Vorliegender Text
<<<<
Seit zehn Jahren versucht das Programm "Studienkompass", Jugendliche aus Nichtakademiker-Familien auf ihrem Weg in die Hochschulen zu begleiten - und zwar mit Erfolg: Lediglich fünf Prozent der Absolventen brechen das Förderprogramm ab, das von drei Wirtschaftsstiftungen ins Leben gerufen wurde.

Von Daniela Siebert | 21.10.2016
    Studenten sitzen am Mittwoch (15.10.2008) mit ihrem Klapprechnern auf den Fluren des Hörsaalzentrums der Technischen Universität Dresden.
    Das Förderprogramm "Studienkompass" soll den Kindern von Nichtakademikern bei Fragen zum Studium helfen, die ihre Eltern nicht beantworten können. (dpa / Ralf Hirschberger)
    Lisa Dengel ist 20 Jahre alt und studiert in Augsburg Jura. Ohne den Studienkompass wäre das vielleicht nicht so gekommen.
    "Also meine Eltern haben beide eine Ausbildung gemacht, meine Mama ist Kinderkrankenschwester, mein Papa Großhandelskaufmann, also da hatte niemand studiert. Ich glaube schon, dass vor allem bei so einem Studiengang es schon wichtig war, noch Leute im Hintergrund zu haben, die einem da auch Vertrauen geschenkt haben und einfach einen unterstützt haben bei der Entscheidung.
>>>>
Aufgabe 1
Wie viel Prozent der Absolventen brechen laut dem Text über den Studienkompass das Förderprogramm ab?
Aufgabe 2
Gib aus dem Text über den Studienkompass den Abschnitt wortgetreu aus, der mit den Worten „Seit zehn Jahren“ beginnt und mit „(dpa / Ralf Hirschberger)“ endet.
Aufgabe 3
Nenne alle Personen, die im Text über den Studienkompass mit Vor- und Nachnamen genannt werden.

Bereitgestelltes Material
<<<<
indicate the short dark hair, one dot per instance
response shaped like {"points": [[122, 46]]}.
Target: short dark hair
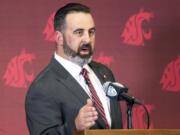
>>>>
Vollständige Ausgabe 1
Lediglich fünf Prozent.

Vollständige Ausgabe 2
Seit zehn Jahren versucht das Programm "Studienkompass", Jugendliche aus Nichtakademiker-Familien auf ihrem Weg in die Hochschulen zu begleiten - und zwar mit Erfolg: Lediglich fünf Prozent der Absolventen brechen das Förderprogramm ab, das von drei Wirtschaftsstiftungen ins Leben gerufen wurde.

Von Daniela Siebert | 21.10.2016
    Studenten sitzen am Mittwoch (15.10.2008) mit ihrem Klapprechnern auf den Fluren des Hörsaalzentrums der Technischen Universität Dresden.
    Das Förderprogramm "Studienkompass" soll den Kindern von Nichtakademikern bei Fragen zum Studium helfen, die ihre Eltern nicht beantworten können. (dpa / Ralf Hirschberger)

Vollständige Ausgabe 3
Daniela Siebert, Ralf Hirschberger, Lisa Dengel